Data supplied =
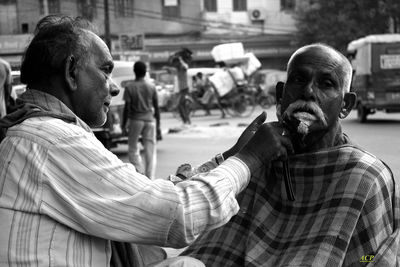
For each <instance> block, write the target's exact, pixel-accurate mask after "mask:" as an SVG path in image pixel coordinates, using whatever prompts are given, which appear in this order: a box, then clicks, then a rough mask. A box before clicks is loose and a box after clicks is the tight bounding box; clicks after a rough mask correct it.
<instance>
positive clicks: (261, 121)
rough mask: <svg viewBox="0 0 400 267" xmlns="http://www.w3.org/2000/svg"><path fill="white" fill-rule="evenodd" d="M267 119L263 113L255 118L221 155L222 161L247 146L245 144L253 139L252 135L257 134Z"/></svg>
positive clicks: (235, 153)
mask: <svg viewBox="0 0 400 267" xmlns="http://www.w3.org/2000/svg"><path fill="white" fill-rule="evenodd" d="M266 118H267V114H266V113H265V112H264V111H263V112H262V113H261V114H260V115H258V117H257V118H255V119H254V120H253V121H252V122H251V123H250V125H249V126H247V127H246V129H245V130H244V131H243V133H242V134H241V135H240V137H239V139H238V140H237V142H236V144H235V145H234V146H233V147H231V148H230V149H229V150H227V151H225V152H224V153H223V156H224V159H227V158H229V157H230V156H233V155H235V154H236V153H238V152H239V151H240V150H241V149H242V147H243V146H244V145H245V144H247V142H248V141H249V140H250V139H251V138H252V137H253V135H254V134H255V133H256V132H257V130H258V128H259V127H260V126H261V125H262V124H263V123H264V121H265V120H266Z"/></svg>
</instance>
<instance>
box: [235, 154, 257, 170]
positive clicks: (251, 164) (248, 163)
mask: <svg viewBox="0 0 400 267" xmlns="http://www.w3.org/2000/svg"><path fill="white" fill-rule="evenodd" d="M235 157H237V158H239V159H240V160H241V161H243V162H244V163H245V164H246V165H247V167H248V168H249V169H250V171H251V172H253V171H255V170H257V169H259V168H260V167H261V166H262V164H263V163H262V162H261V161H260V159H259V158H258V157H257V156H255V155H254V154H253V153H250V152H247V151H243V150H242V151H240V152H239V153H237V154H235Z"/></svg>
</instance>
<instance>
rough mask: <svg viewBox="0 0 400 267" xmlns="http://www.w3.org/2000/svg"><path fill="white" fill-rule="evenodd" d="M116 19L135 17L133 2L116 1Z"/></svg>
mask: <svg viewBox="0 0 400 267" xmlns="http://www.w3.org/2000/svg"><path fill="white" fill-rule="evenodd" d="M114 11H115V16H116V17H133V0H114Z"/></svg>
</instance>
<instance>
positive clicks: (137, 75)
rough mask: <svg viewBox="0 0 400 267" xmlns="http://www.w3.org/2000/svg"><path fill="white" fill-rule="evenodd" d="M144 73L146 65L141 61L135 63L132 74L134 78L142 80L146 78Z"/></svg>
mask: <svg viewBox="0 0 400 267" xmlns="http://www.w3.org/2000/svg"><path fill="white" fill-rule="evenodd" d="M146 71H147V67H146V64H145V63H144V62H142V61H137V62H135V64H134V65H133V72H134V73H135V76H136V78H143V77H144V76H146Z"/></svg>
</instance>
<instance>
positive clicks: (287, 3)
mask: <svg viewBox="0 0 400 267" xmlns="http://www.w3.org/2000/svg"><path fill="white" fill-rule="evenodd" d="M295 6H296V2H295V0H281V10H287V11H293V10H294V8H295Z"/></svg>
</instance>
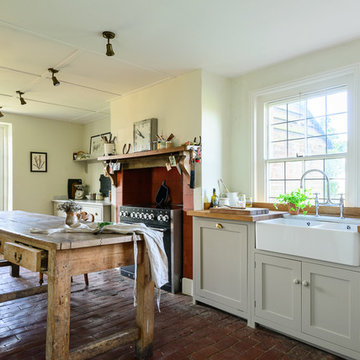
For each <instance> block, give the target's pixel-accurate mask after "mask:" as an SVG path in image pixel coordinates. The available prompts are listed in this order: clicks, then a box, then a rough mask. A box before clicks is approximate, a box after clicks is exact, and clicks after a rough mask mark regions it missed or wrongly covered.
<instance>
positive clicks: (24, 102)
mask: <svg viewBox="0 0 360 360" xmlns="http://www.w3.org/2000/svg"><path fill="white" fill-rule="evenodd" d="M17 93H18V94H19V100H20V104H21V105H26V101H25V99H24V98H23V97H22V95H24V93H23V92H21V91H20V90H18V91H17Z"/></svg>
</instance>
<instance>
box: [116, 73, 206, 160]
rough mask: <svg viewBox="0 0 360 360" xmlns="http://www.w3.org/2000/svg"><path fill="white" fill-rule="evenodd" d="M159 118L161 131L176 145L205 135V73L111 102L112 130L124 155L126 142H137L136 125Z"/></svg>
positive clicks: (122, 97) (184, 76)
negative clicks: (115, 136)
mask: <svg viewBox="0 0 360 360" xmlns="http://www.w3.org/2000/svg"><path fill="white" fill-rule="evenodd" d="M152 117H155V118H157V119H158V132H159V133H160V134H161V133H162V134H163V135H164V136H168V135H170V133H173V134H174V135H175V138H174V144H175V145H180V144H181V143H183V142H185V141H186V140H190V139H193V138H194V137H195V136H197V137H198V136H199V135H200V134H201V71H193V72H191V73H187V74H185V75H182V76H179V77H177V78H174V79H170V80H167V81H165V82H162V83H160V84H157V85H154V86H152V87H149V88H146V89H144V90H141V91H138V92H135V93H133V94H130V95H126V96H124V97H121V98H120V99H119V100H116V101H113V102H112V103H111V131H112V132H113V134H114V135H116V136H117V139H118V144H119V145H118V148H117V152H118V153H119V154H120V153H121V151H122V147H123V144H124V143H131V144H132V143H133V123H134V122H136V121H140V120H144V119H148V118H152Z"/></svg>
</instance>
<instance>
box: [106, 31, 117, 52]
mask: <svg viewBox="0 0 360 360" xmlns="http://www.w3.org/2000/svg"><path fill="white" fill-rule="evenodd" d="M103 37H104V38H105V39H108V43H107V44H106V55H107V56H114V55H115V53H114V50H113V49H112V45H111V44H110V39H114V37H115V34H114V33H113V32H112V31H104V32H103Z"/></svg>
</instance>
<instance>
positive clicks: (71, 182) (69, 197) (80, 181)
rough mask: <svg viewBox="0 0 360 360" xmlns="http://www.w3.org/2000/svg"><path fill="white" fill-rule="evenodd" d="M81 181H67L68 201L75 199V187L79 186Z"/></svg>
mask: <svg viewBox="0 0 360 360" xmlns="http://www.w3.org/2000/svg"><path fill="white" fill-rule="evenodd" d="M81 184H82V180H81V179H68V199H75V191H76V188H75V185H81Z"/></svg>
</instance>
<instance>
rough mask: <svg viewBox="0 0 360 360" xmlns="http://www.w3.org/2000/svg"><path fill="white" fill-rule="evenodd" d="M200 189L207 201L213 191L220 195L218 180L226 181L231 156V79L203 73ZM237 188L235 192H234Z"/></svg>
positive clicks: (229, 178)
mask: <svg viewBox="0 0 360 360" xmlns="http://www.w3.org/2000/svg"><path fill="white" fill-rule="evenodd" d="M201 135H202V142H203V146H202V189H203V196H204V194H206V196H207V198H208V200H210V197H211V195H212V189H213V188H216V192H217V194H218V195H219V189H218V180H219V178H222V179H223V180H224V182H225V183H227V182H229V179H230V176H231V171H232V166H231V162H230V161H228V160H227V159H228V158H229V156H230V145H231V123H230V80H229V79H227V78H224V77H222V76H219V75H214V74H210V73H207V72H203V73H202V134H201ZM235 190H237V189H234V191H235Z"/></svg>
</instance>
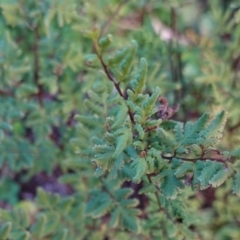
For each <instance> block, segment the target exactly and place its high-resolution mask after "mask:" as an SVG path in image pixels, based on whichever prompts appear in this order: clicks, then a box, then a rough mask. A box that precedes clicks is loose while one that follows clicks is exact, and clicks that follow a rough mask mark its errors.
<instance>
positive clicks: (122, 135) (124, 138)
mask: <svg viewBox="0 0 240 240" xmlns="http://www.w3.org/2000/svg"><path fill="white" fill-rule="evenodd" d="M131 134H132V133H131V132H130V131H129V130H128V129H123V131H122V134H121V135H120V136H118V138H117V141H116V149H115V152H114V153H113V156H112V157H113V158H116V157H118V155H119V154H121V153H122V152H123V150H125V149H126V148H127V146H128V145H129V140H130V138H131V136H130V135H131Z"/></svg>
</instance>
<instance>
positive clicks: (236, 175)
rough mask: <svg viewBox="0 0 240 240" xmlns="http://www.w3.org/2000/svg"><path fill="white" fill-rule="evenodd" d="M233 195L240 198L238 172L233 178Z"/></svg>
mask: <svg viewBox="0 0 240 240" xmlns="http://www.w3.org/2000/svg"><path fill="white" fill-rule="evenodd" d="M232 189H233V193H234V194H236V195H237V196H238V197H240V172H239V171H237V173H235V175H234V176H233V188H232Z"/></svg>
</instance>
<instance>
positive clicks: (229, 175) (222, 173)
mask: <svg viewBox="0 0 240 240" xmlns="http://www.w3.org/2000/svg"><path fill="white" fill-rule="evenodd" d="M231 174H232V170H231V169H230V168H224V169H221V170H219V171H218V172H217V173H216V174H214V176H213V177H212V179H211V180H210V181H209V183H210V184H211V185H212V186H213V187H219V186H220V185H222V184H223V183H224V182H225V181H226V180H227V179H228V177H229V176H230V175H231Z"/></svg>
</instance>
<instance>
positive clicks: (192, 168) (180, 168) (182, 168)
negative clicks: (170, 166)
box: [174, 162, 193, 178]
mask: <svg viewBox="0 0 240 240" xmlns="http://www.w3.org/2000/svg"><path fill="white" fill-rule="evenodd" d="M192 170H193V163H190V162H185V163H183V164H181V166H180V167H178V168H177V170H176V172H175V173H174V175H175V176H176V177H177V178H179V177H183V176H184V175H186V173H188V172H191V171H192Z"/></svg>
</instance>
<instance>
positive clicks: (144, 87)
mask: <svg viewBox="0 0 240 240" xmlns="http://www.w3.org/2000/svg"><path fill="white" fill-rule="evenodd" d="M146 76H147V61H146V59H145V58H141V60H140V66H139V70H138V74H137V76H136V79H134V80H132V81H131V83H130V84H131V87H132V89H133V91H134V95H135V98H136V96H137V95H138V94H140V93H142V92H143V91H144V89H145V85H146Z"/></svg>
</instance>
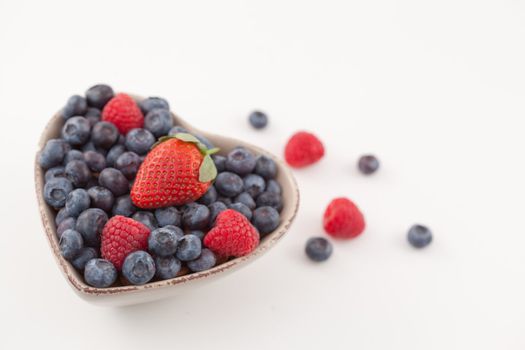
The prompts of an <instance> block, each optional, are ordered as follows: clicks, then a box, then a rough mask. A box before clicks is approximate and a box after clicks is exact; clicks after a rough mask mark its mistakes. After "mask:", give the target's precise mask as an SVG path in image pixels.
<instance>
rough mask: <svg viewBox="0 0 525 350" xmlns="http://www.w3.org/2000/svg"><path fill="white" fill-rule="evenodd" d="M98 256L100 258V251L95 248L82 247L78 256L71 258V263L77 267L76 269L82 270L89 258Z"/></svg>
mask: <svg viewBox="0 0 525 350" xmlns="http://www.w3.org/2000/svg"><path fill="white" fill-rule="evenodd" d="M96 258H98V253H97V251H96V250H95V249H94V248H91V247H84V248H82V249H80V252H79V253H78V255H77V257H76V258H74V259H73V260H71V264H72V265H73V266H74V267H75V269H77V270H79V271H82V270H84V268H85V267H86V264H87V263H88V261H89V260H91V259H96Z"/></svg>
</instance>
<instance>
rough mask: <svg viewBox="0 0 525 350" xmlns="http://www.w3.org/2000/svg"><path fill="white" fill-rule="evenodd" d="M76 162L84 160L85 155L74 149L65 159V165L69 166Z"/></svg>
mask: <svg viewBox="0 0 525 350" xmlns="http://www.w3.org/2000/svg"><path fill="white" fill-rule="evenodd" d="M74 160H84V153H82V152H81V151H79V150H78V149H72V150H71V151H69V152H67V153H66V156H65V157H64V165H67V163H69V162H72V161H74Z"/></svg>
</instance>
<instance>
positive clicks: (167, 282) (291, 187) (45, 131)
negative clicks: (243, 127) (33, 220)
mask: <svg viewBox="0 0 525 350" xmlns="http://www.w3.org/2000/svg"><path fill="white" fill-rule="evenodd" d="M129 95H130V96H132V97H133V98H134V99H135V100H136V101H140V100H141V99H143V97H141V96H138V95H133V94H129ZM170 113H171V114H172V117H173V118H174V121H175V123H176V124H177V125H180V126H182V127H184V128H186V129H188V130H189V131H190V132H193V133H199V134H201V135H203V136H204V137H206V138H210V139H213V140H214V143H215V142H217V141H218V143H221V142H222V141H228V142H232V143H233V142H234V143H235V144H236V145H240V146H244V147H247V148H248V149H250V150H251V151H254V152H255V153H256V154H257V155H265V156H267V157H269V158H271V159H272V160H274V161H275V162H276V163H277V166H278V169H279V174H281V177H282V178H285V179H286V180H287V181H288V182H289V188H290V190H291V191H290V193H288V195H287V197H286V198H285V206H289V208H288V210H287V213H288V215H287V216H286V217H281V223H280V224H279V226H278V227H277V228H276V229H275V230H274V231H273V232H271V233H269V234H267V235H266V236H265V237H264V239H263V240H262V241H261V243H260V244H259V245H258V246H257V248H256V249H255V250H254V251H253V252H251V253H250V254H248V255H246V256H243V257H239V258H235V259H232V260H228V261H227V262H224V263H222V264H220V265H217V266H214V267H212V268H211V269H209V270H205V271H200V272H193V273H189V274H185V275H182V276H178V277H175V278H172V279H167V280H161V281H155V282H150V283H146V284H144V285H124V286H116V287H109V288H96V287H92V286H89V285H87V284H86V283H85V282H84V281H83V279H82V278H79V277H77V276H78V275H79V274H80V272H78V271H76V269H75V268H74V267H73V266H72V265H71V263H69V262H68V261H67V260H65V259H64V258H63V257H62V255H61V254H60V249H59V245H58V238H57V236H56V225H55V221H54V218H53V217H51V215H49V214H50V213H51V210H53V209H51V208H50V207H49V205H48V204H47V203H46V202H45V200H44V196H43V187H44V174H45V170H44V169H42V168H41V167H40V165H39V161H38V159H39V155H40V152H41V150H42V148H43V147H44V145H45V144H46V142H47V141H48V140H49V139H52V138H53V135H52V133H51V130H52V129H53V128H56V124H57V123H60V122H61V121H62V115H61V111H58V112H57V113H55V115H54V116H53V117H52V118H51V119H50V120H49V121H48V123H47V124H46V126H45V128H44V130H43V131H42V134H41V136H40V140H39V142H38V149H37V152H36V156H35V173H34V176H35V190H36V197H37V202H38V208H39V212H40V217H41V221H42V224H43V226H44V232H45V234H46V238H47V241H48V243H49V245H50V247H51V250H52V253H53V256H54V257H55V260H56V261H57V263H58V265H59V267H60V270H61V272H62V274H63V275H64V277H65V278H66V280H67V281H68V282H69V284H70V285H71V286H72V287H73V289H74V290H75V291H76V292H78V293H80V294H84V295H89V296H103V295H105V296H107V295H115V294H129V293H137V292H143V291H147V290H151V289H160V288H167V287H170V286H175V285H179V284H183V283H187V282H191V281H198V280H203V279H206V278H208V277H211V276H215V275H220V274H222V273H223V272H227V271H230V270H234V269H235V268H238V267H241V266H242V265H244V264H246V263H247V262H249V261H253V260H255V259H256V258H258V257H260V256H261V255H263V254H264V253H265V252H266V251H268V250H269V249H270V248H271V247H273V246H274V245H275V244H276V243H277V241H279V240H280V239H281V238H282V237H283V236H284V234H285V233H286V232H287V231H288V230H289V228H290V226H291V224H292V222H293V221H294V219H295V217H296V215H297V212H298V209H299V199H300V194H299V188H298V186H297V181H296V179H295V177H294V176H293V173H292V171H291V170H290V169H289V168H288V167H287V166H286V165H285V164H284V162H283V161H282V160H281V159H279V158H278V157H277V156H275V155H274V154H272V153H271V152H268V151H266V150H264V149H263V148H261V147H258V146H255V145H252V144H249V143H247V142H244V141H241V140H238V139H236V138H230V137H226V136H221V135H217V134H213V133H209V132H206V131H201V130H199V129H197V128H195V127H193V126H191V125H190V124H189V123H187V122H185V121H184V120H183V119H181V118H180V117H178V115H176V114H174V113H173V112H171V111H170ZM281 185H282V184H281ZM290 208H291V210H290ZM283 212H284V210H283Z"/></svg>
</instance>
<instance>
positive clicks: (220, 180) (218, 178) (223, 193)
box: [215, 171, 244, 197]
mask: <svg viewBox="0 0 525 350" xmlns="http://www.w3.org/2000/svg"><path fill="white" fill-rule="evenodd" d="M243 186H244V184H243V181H242V179H241V177H240V176H239V175H237V174H234V173H231V172H229V171H225V172H222V173H220V174H219V175H218V176H217V178H216V180H215V188H216V189H217V191H218V192H219V193H220V194H222V195H223V196H226V197H233V196H236V195H238V194H239V193H241V192H242V189H243Z"/></svg>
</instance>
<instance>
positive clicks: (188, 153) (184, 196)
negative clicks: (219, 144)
mask: <svg viewBox="0 0 525 350" xmlns="http://www.w3.org/2000/svg"><path fill="white" fill-rule="evenodd" d="M217 151H218V149H217V148H213V149H211V150H208V149H207V148H206V146H204V145H203V144H202V143H201V142H200V141H199V140H198V139H197V138H195V137H194V136H193V135H190V134H184V133H180V134H176V135H175V136H166V137H162V138H161V139H160V140H159V142H158V143H157V144H156V145H154V146H153V149H152V150H151V151H150V152H149V153H148V155H147V156H146V159H144V162H143V163H142V165H141V166H140V168H139V171H138V173H137V176H136V178H135V183H134V184H133V188H132V189H131V200H132V201H133V203H134V204H135V205H136V206H137V207H139V208H145V209H152V208H162V207H167V206H171V205H182V204H186V203H189V202H193V201H195V200H197V199H198V198H200V197H202V195H204V193H206V191H207V190H208V188H209V187H210V186H211V182H212V181H213V179H215V177H216V176H217V169H216V168H215V164H214V163H213V159H212V158H211V156H210V155H211V154H213V153H215V152H217Z"/></svg>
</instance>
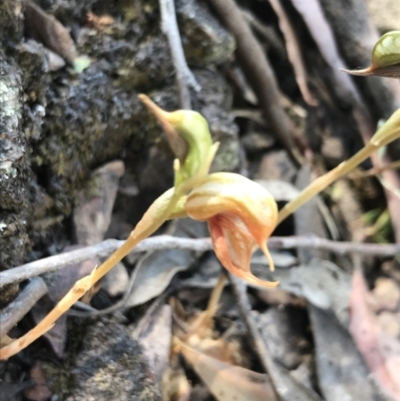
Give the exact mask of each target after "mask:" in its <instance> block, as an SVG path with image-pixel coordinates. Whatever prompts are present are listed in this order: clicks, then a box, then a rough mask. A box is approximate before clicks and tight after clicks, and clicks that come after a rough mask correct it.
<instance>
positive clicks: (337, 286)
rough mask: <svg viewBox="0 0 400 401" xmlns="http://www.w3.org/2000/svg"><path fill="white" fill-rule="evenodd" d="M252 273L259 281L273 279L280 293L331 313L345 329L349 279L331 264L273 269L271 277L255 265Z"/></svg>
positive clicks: (315, 261) (322, 261)
mask: <svg viewBox="0 0 400 401" xmlns="http://www.w3.org/2000/svg"><path fill="white" fill-rule="evenodd" d="M252 269H253V267H252ZM253 271H254V274H257V275H258V276H259V277H261V278H263V279H264V278H265V279H271V278H272V277H273V279H274V280H278V281H279V282H280V285H279V288H280V289H282V290H284V291H287V292H289V293H291V294H294V295H297V296H298V297H303V298H306V299H307V301H308V302H310V303H311V304H313V305H314V306H316V307H318V308H320V309H323V310H330V311H332V312H333V313H334V314H335V316H336V317H337V319H338V320H339V322H340V323H341V324H343V326H344V327H347V325H348V322H349V312H348V302H347V300H348V299H349V296H350V291H351V277H350V275H349V274H348V273H346V272H344V271H343V270H342V269H340V268H339V267H338V266H337V265H335V264H334V263H332V262H329V261H327V260H320V259H313V260H312V261H311V262H310V263H309V264H307V265H302V266H298V267H292V268H291V269H276V271H275V272H274V273H273V275H272V274H271V273H269V272H267V271H265V269H264V270H259V269H257V265H255V266H254V269H253ZM258 288H260V287H258Z"/></svg>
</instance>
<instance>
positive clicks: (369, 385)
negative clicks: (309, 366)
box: [309, 305, 379, 401]
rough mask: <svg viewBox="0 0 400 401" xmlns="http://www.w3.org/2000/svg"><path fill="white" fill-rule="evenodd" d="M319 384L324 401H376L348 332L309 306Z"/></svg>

Instructions for the task = Copy everything from the beginning of the data above down to the line containing "positive clicks: (261, 121)", both ends included, and leave the pictures out of the copy.

Exercise result =
For each <instance> block, write the target's exact, pixel-accurate mask after "mask:" as an SVG path in image pixel coordinates, using whatever prompts are given, which appear in this order: a box, then clicks, then a rough mask. A box before clicks is loose and a box after clicks is the tight bounding box; clicks after a rough mask correct it.
<instance>
positive clicks: (261, 121)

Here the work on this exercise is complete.